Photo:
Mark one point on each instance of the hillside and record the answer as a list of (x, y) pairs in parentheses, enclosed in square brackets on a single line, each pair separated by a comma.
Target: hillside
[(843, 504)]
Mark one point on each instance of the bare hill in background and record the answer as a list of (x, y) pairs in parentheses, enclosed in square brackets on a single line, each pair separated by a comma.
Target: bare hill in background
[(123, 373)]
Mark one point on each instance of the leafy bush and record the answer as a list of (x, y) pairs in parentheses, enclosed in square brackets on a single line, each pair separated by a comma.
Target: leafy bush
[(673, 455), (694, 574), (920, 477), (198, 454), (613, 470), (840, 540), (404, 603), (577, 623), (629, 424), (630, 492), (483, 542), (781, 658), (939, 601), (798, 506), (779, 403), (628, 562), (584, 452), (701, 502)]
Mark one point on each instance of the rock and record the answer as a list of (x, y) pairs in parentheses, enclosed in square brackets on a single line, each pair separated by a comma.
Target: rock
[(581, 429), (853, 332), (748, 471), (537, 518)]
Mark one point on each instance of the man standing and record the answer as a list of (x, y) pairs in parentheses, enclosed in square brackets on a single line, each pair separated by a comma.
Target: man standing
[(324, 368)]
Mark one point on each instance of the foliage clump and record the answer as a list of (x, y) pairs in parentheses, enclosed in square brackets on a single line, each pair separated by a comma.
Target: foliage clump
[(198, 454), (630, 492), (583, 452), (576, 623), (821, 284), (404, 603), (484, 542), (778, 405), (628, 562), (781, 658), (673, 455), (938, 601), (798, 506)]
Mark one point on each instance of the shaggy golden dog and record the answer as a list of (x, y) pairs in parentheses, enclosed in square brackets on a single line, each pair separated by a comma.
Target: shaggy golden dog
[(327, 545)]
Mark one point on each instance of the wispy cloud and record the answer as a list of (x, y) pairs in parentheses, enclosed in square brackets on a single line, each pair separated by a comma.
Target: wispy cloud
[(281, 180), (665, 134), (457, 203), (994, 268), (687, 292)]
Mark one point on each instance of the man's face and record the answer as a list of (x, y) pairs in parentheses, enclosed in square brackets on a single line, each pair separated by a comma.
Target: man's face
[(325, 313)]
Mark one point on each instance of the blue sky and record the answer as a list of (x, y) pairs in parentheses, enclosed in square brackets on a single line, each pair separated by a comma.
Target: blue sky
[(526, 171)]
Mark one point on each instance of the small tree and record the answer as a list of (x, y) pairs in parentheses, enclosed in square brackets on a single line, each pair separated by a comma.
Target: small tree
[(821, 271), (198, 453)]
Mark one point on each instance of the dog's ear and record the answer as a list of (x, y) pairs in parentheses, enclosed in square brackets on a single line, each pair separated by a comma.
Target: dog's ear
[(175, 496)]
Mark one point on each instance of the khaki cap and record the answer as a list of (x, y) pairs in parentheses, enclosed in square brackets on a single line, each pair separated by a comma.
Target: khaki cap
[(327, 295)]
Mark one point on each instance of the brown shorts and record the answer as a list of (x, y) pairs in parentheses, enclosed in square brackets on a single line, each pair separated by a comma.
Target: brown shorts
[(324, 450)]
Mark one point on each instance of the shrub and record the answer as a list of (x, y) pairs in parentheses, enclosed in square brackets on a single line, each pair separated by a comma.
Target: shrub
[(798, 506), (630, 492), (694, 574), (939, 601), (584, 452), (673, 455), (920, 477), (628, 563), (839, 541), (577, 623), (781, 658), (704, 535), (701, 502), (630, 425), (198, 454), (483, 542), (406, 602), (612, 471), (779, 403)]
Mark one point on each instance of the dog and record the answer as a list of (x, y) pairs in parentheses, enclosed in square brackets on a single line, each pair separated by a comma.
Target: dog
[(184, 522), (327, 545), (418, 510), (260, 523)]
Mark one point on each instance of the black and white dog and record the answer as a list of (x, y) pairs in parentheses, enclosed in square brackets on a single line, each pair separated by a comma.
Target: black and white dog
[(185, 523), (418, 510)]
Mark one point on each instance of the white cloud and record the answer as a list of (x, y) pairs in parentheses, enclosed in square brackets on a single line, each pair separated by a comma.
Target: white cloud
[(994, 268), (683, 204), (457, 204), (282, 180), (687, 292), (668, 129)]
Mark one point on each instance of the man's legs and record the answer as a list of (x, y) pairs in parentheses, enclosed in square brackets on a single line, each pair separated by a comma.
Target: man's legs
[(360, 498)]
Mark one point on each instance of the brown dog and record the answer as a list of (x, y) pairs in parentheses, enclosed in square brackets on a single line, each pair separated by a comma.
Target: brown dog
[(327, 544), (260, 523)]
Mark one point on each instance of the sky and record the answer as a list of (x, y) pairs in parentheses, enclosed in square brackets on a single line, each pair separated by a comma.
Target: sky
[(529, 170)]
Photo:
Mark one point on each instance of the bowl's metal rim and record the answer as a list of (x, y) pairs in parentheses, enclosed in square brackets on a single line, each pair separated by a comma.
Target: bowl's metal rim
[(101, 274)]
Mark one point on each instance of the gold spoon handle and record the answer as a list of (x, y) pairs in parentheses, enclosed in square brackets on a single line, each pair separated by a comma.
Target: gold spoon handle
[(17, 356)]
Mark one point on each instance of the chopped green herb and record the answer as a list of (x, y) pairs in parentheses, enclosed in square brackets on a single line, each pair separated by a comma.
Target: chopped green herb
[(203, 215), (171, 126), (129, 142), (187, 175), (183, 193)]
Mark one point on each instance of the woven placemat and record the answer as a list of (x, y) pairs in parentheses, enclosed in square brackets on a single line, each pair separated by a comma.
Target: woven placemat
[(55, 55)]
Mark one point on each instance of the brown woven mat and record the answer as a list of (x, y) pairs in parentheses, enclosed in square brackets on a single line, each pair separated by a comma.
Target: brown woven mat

* _Work required_
Extract every line of the records above and reproduce each one verbatim, in its original order.

* _Written solution_
Photo:
Mark one point on each instance of the hillside and record the answer as a list of (x, y) pairs in parentheses, enclosed in square brackets on a single line, each pair separated by a comma.
Target: hillside
[(843, 504)]
Mark one point on each instance of the bare hill in background and record the answer as a list of (x, y) pairs in parentheses, enclosed in square brackets on a single line, each pair separated by a comma.
Target: bare hill in background
[(123, 373)]
Mark one point on each instance of the leafy bush and record the answer as a list of (x, y) pairs in parentheses, enclosed in square brackets on a single line, each pair separated by a comma.
Target: leafy bush
[(673, 455), (694, 574), (920, 477), (198, 454), (613, 470), (840, 540), (404, 603), (577, 623), (629, 424), (630, 492), (483, 542), (781, 658), (939, 601), (798, 506), (779, 403), (628, 562), (584, 452), (701, 502)]
Mark one point on each instance of the rock and record the answer as a list of (x, y) pairs in parentheses, enclosed in square brackets on a single line, each pair separated by a comma.
Target: rock
[(581, 429), (853, 332), (748, 471), (537, 518)]
Mark one point on each instance of the man standing and record the answer as a list of (x, y) pairs in parentheses, enclosed in square brackets on a single line, each pair separated by a comma.
Target: man standing
[(324, 368)]
Mark one point on each instance of the foliage clump and record the answer as a list of (x, y) pairs in parentheses, enclosed in square brackets on a single line, each pair separated by a comma.
Target: foliage clump
[(198, 454), (630, 492), (583, 452), (576, 623), (821, 284), (404, 603), (484, 542), (778, 405), (628, 562), (781, 658), (673, 455), (938, 601), (798, 506)]
Mark one point on each instance of the shaggy golden dog and record the answer as a list of (x, y) pairs in parentheses, enclosed in square brackets on a single line, each pair separated by a comma.
Target: shaggy golden dog
[(327, 545)]
Mark one point on each instance of the wispy cloud and record the answer as a list of (x, y) pairs in parentheses, enclosed in square brackets on a single line, each pair separated by a comma.
Target: wispy cloud
[(281, 180), (665, 134), (457, 203), (994, 268), (687, 292)]
Mark one point on each instance of the man's face and record the answer as a list of (x, y) pairs in parentheses, enclosed in square brackets on a single line, each pair separated by a comma.
Target: man's face
[(325, 313)]
Mark one point on each instance of the blue sky and record the answer as a list of (x, y) pairs in parentheses, enclosed in square brackets on a single line, each pair separated by a comma.
Target: blue sky
[(526, 171)]
Mark one point on each instance of the small tree and record the answer as a list of (x, y) pairs in parentheses, enclosed in square brackets on a single line, each pair separated by a comma.
Target: small tree
[(821, 271), (198, 453)]
Mark one point on each instance of the dog's ear and record the answer as a list of (x, y) pairs in parentheses, enclosed in square brackets on a single line, each pair separated by a comma.
Target: dog's ear
[(175, 496)]
Mark one point on each instance of the khaki cap and record the answer as a list of (x, y) pairs in parentheses, enclosed in square brackets on a single line, each pair separated by a comma.
Target: khaki cap
[(327, 295)]
Mark one point on each instance of the brown shorts and record the answer as a list of (x, y) pairs in parentheses, enclosed in square brackets on a single line, each pair separated by a comma.
Target: brown shorts
[(324, 450)]
Mark one point on each instance of the shrub and record the answer as a list of (x, y) pairs in parentheses, enclosed in square brackets on a single line, each pair separated by a comma.
Target: shrub
[(798, 506), (630, 492), (694, 574), (939, 601), (584, 452), (673, 455), (920, 477), (628, 563), (839, 541), (577, 623), (781, 658), (704, 535), (701, 502), (630, 425), (198, 454), (483, 542), (406, 602), (612, 471), (779, 403)]
Mark one point on each instance of the dog and record the answer as a list of (x, y) pairs in parentheses, enclosed in square brackets on a single line, each pair separated by a comma.
Target: dog
[(184, 522), (327, 545), (418, 510), (260, 523)]
Mark one point on each instance of the black and white dog and record the answer as a list of (x, y) pairs in parentheses, enclosed in square brackets on a single line, each pair separated by a comma.
Target: black and white dog
[(185, 523), (418, 510)]
Mark one point on each instance of the white cloud and record the answer as a list of (x, y) pairs in parentheses, enclosed in square brackets on a single line, each pair separated by a comma.
Target: white cloud
[(994, 268), (683, 204), (457, 204), (282, 180), (687, 292), (668, 129)]
Mark one point on each instance of the man's legs and record the answer as a list of (x, y) pairs in parentheses, enclosed in square brackets on a single line, each pair separated by a comma.
Target: man's legs
[(360, 498)]
Mark one point on each instance of the brown dog and record the answer as a list of (x, y) pairs in parentheses, enclosed in square brackets on a single line, each pair separated by a comma.
Target: brown dog
[(327, 544), (260, 523)]
Mark one point on each instance of the sky and record the answer as a list of (x, y) pairs in parentheses, enclosed in square brackets on a single line, each pair separated by a comma.
Target: sky
[(529, 170)]
Photo:
Mark one point on each instance of the bowl's metal rim and record the answer as a list of (x, y) pairs in parentheses, enclosed in square brackets on a single line, each pair separated by a comma.
Target: bowl's metal rim
[(101, 274)]
Mark one point on each instance of the gold spoon handle and record the answer as a list of (x, y) pairs in parentheses, enclosed in square brackets on a single line, each pair separated by a comma.
Target: gold spoon handle
[(17, 356)]
Mark one point on each instance of the chopped green herb and record the answer as a list of (x, y) pairs in parentheses, enclosed in square brackets on a single line, each pair separated by a comma.
Target: chopped green herb
[(203, 215), (171, 126), (129, 142), (187, 175), (183, 193)]
Mark one point on each instance of the woven placemat and record the answer as a list of (x, y) pairs in parentheses, enclosed in square brackets on a single line, each pair separated by a comma.
Target: woven placemat
[(55, 55)]
Mark one point on each instance of the brown woven mat and record the answer as a list of (x, y) pairs in parentheses, enclosed in square brackets on a single line, each pair separated by a comma.
Target: brown woven mat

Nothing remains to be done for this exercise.